(WORKING DATA begins)

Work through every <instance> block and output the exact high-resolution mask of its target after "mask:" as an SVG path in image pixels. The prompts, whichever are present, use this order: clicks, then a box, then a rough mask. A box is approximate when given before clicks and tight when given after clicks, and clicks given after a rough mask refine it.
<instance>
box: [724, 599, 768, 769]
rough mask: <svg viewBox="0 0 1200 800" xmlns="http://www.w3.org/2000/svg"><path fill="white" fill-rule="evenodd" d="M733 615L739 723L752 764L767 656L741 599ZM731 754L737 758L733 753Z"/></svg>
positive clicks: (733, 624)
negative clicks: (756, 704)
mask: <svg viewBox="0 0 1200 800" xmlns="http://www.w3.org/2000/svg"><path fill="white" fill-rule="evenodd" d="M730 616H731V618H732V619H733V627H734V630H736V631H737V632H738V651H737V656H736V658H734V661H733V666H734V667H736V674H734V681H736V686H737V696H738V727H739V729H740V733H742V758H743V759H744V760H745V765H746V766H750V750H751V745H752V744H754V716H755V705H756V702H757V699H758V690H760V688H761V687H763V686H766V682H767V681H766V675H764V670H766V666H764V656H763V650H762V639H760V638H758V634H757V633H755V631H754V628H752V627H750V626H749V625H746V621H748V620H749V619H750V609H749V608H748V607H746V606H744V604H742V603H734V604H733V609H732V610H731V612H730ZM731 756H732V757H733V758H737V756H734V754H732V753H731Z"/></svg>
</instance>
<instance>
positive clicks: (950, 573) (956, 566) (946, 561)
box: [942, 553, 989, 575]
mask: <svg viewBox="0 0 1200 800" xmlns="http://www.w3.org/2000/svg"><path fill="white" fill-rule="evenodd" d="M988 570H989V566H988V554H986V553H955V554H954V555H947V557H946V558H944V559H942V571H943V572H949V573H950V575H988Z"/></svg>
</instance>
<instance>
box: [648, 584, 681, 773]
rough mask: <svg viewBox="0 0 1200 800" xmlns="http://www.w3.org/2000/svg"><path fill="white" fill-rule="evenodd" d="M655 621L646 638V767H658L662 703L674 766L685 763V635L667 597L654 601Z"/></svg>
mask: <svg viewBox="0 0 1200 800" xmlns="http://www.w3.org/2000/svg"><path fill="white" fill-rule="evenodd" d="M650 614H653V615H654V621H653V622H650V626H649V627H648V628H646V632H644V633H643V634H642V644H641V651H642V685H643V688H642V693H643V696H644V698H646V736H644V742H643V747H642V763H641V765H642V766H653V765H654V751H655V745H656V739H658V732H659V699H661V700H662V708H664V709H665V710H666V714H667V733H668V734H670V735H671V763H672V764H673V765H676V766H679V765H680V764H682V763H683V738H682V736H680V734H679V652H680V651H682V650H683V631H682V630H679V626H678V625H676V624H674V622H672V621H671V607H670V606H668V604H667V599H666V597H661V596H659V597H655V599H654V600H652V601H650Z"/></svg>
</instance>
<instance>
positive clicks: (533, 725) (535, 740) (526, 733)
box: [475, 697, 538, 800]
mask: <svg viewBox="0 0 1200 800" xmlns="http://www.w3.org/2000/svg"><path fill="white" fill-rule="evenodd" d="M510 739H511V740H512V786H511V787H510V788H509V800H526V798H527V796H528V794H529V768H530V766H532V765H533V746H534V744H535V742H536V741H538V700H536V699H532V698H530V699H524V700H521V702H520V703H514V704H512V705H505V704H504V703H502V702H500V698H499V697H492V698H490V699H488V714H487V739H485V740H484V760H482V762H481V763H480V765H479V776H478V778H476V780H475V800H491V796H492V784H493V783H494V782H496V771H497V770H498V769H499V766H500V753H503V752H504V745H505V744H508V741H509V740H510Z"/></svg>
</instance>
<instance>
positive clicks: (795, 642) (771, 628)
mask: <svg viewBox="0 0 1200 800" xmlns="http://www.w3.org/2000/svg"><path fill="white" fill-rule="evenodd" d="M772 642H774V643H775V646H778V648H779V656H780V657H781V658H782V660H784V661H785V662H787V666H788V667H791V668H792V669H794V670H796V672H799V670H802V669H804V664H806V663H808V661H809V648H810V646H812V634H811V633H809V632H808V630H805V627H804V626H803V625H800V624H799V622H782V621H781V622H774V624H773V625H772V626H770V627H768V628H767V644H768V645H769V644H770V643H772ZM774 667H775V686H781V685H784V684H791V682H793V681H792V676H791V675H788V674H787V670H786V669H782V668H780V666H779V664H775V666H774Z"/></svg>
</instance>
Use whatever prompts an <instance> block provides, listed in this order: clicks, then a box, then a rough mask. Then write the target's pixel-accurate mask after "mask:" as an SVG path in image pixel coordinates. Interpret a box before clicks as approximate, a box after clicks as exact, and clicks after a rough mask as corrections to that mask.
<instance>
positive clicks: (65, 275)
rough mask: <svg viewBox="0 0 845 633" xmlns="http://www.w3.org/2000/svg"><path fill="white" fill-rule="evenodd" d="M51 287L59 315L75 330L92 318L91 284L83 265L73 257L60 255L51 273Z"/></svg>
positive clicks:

(WORKING DATA ends)

AIM OF THE TASK:
The entries above should be copied out exactly, with none left out.

RESPONSE TO THE EXERCISE:
Work through every <instance> block and output the exact high-resolution mask of its target after "mask:" as an SVG path in image pixels. The prompts, whichever are present, use this order: clicks, then a box, then a rough mask. A box is approximate when given before clicks and tight when given after clicks, and clicks given after a rough mask refine it.
<instance>
box: [724, 599, 768, 769]
rough mask: <svg viewBox="0 0 1200 800" xmlns="http://www.w3.org/2000/svg"><path fill="white" fill-rule="evenodd" d="M733 615L739 723L752 764L767 656L741 599ZM731 754L737 758L733 753Z"/></svg>
positive clicks: (733, 624)
negative clicks: (756, 704)
mask: <svg viewBox="0 0 1200 800" xmlns="http://www.w3.org/2000/svg"><path fill="white" fill-rule="evenodd" d="M730 616H731V618H732V619H733V627H734V630H736V631H737V632H738V651H737V656H736V658H734V661H733V666H734V667H736V674H734V681H736V686H737V696H738V727H739V729H740V733H742V758H743V759H744V760H745V765H746V766H750V750H751V745H752V744H754V716H755V705H756V702H757V699H758V690H760V688H761V687H763V686H766V682H767V681H766V675H764V670H766V666H764V656H763V650H762V639H760V638H758V634H757V633H755V631H754V628H752V627H750V626H749V625H746V621H748V620H749V619H750V609H749V608H748V607H746V606H744V604H742V603H734V604H733V609H732V610H731V612H730ZM731 756H732V757H733V758H737V756H734V754H732V753H731Z"/></svg>
</instance>
<instance>
positive clicks: (950, 573) (956, 566) (946, 561)
box: [942, 553, 989, 575]
mask: <svg viewBox="0 0 1200 800" xmlns="http://www.w3.org/2000/svg"><path fill="white" fill-rule="evenodd" d="M988 570H989V566H988V554H986V553H955V554H954V555H947V557H946V558H944V559H942V571H943V572H949V573H950V575H988Z"/></svg>
</instance>
<instance>
box: [648, 584, 681, 773]
rough mask: <svg viewBox="0 0 1200 800" xmlns="http://www.w3.org/2000/svg"><path fill="white" fill-rule="evenodd" d="M655 621L646 638V767H658L662 703L674 766L685 763V635L667 597L654 601Z"/></svg>
mask: <svg viewBox="0 0 1200 800" xmlns="http://www.w3.org/2000/svg"><path fill="white" fill-rule="evenodd" d="M650 614H653V615H654V621H653V622H650V626H649V627H648V628H646V632H644V633H643V634H642V644H641V651H642V685H643V688H642V693H643V696H644V698H646V736H644V742H643V747H642V763H641V765H642V766H653V765H654V751H655V745H656V739H658V732H659V699H661V700H662V708H664V709H665V710H666V714H667V733H668V734H670V735H671V763H672V764H673V765H676V766H679V765H680V764H682V763H683V738H682V736H680V734H679V652H680V651H682V650H683V631H682V630H679V626H678V625H676V624H674V622H672V621H671V607H670V606H668V604H667V599H666V597H661V596H659V597H655V599H654V600H652V601H650Z"/></svg>
</instance>
<instance>
positive clicks: (533, 725) (535, 740) (526, 733)
box: [475, 697, 538, 800]
mask: <svg viewBox="0 0 1200 800" xmlns="http://www.w3.org/2000/svg"><path fill="white" fill-rule="evenodd" d="M510 739H511V740H512V786H511V787H510V788H509V800H526V798H527V796H528V794H529V768H530V766H532V765H533V746H534V744H535V742H536V741H538V700H536V699H532V698H530V699H524V700H521V702H520V703H514V704H512V705H505V704H504V703H502V702H500V698H499V697H492V698H490V699H488V714H487V739H485V740H484V760H482V762H481V763H480V765H479V776H478V778H476V780H475V800H491V796H492V784H493V783H494V782H496V771H497V770H498V769H499V766H500V753H503V752H504V745H505V744H508V741H509V740H510Z"/></svg>
</instance>
<instance>
positive clicks: (795, 642) (771, 628)
mask: <svg viewBox="0 0 1200 800" xmlns="http://www.w3.org/2000/svg"><path fill="white" fill-rule="evenodd" d="M772 642H774V643H775V646H778V648H779V656H780V657H781V658H782V660H784V661H785V662H787V666H788V667H791V668H792V669H794V670H796V672H799V670H802V669H804V664H806V663H808V661H809V648H810V646H812V634H811V633H809V632H808V630H805V627H804V626H803V625H800V624H799V622H782V621H781V622H774V624H773V625H772V626H770V627H768V628H767V644H768V645H769V644H770V643H772ZM774 667H775V686H781V685H784V684H791V682H793V681H792V676H791V675H788V674H787V670H786V669H782V668H780V666H779V664H775V666H774Z"/></svg>
</instance>
Use whatever prompts an <instance> block provides, listed in this order: clicks, then a box, then a rough mask. Then write the target's pixel-accurate mask after "mask:" as an SVG path in image pixel coordinates. Interpret a box before clicks as approximate, a box after clicks as exact, and clicks after a rough mask as corrections to that mask.
<instance>
positive clicks: (65, 275)
rough mask: <svg viewBox="0 0 845 633" xmlns="http://www.w3.org/2000/svg"><path fill="white" fill-rule="evenodd" d="M51 287L59 315L75 330L92 318L91 284L83 265L73 257L60 255L51 273Z"/></svg>
positive clicks:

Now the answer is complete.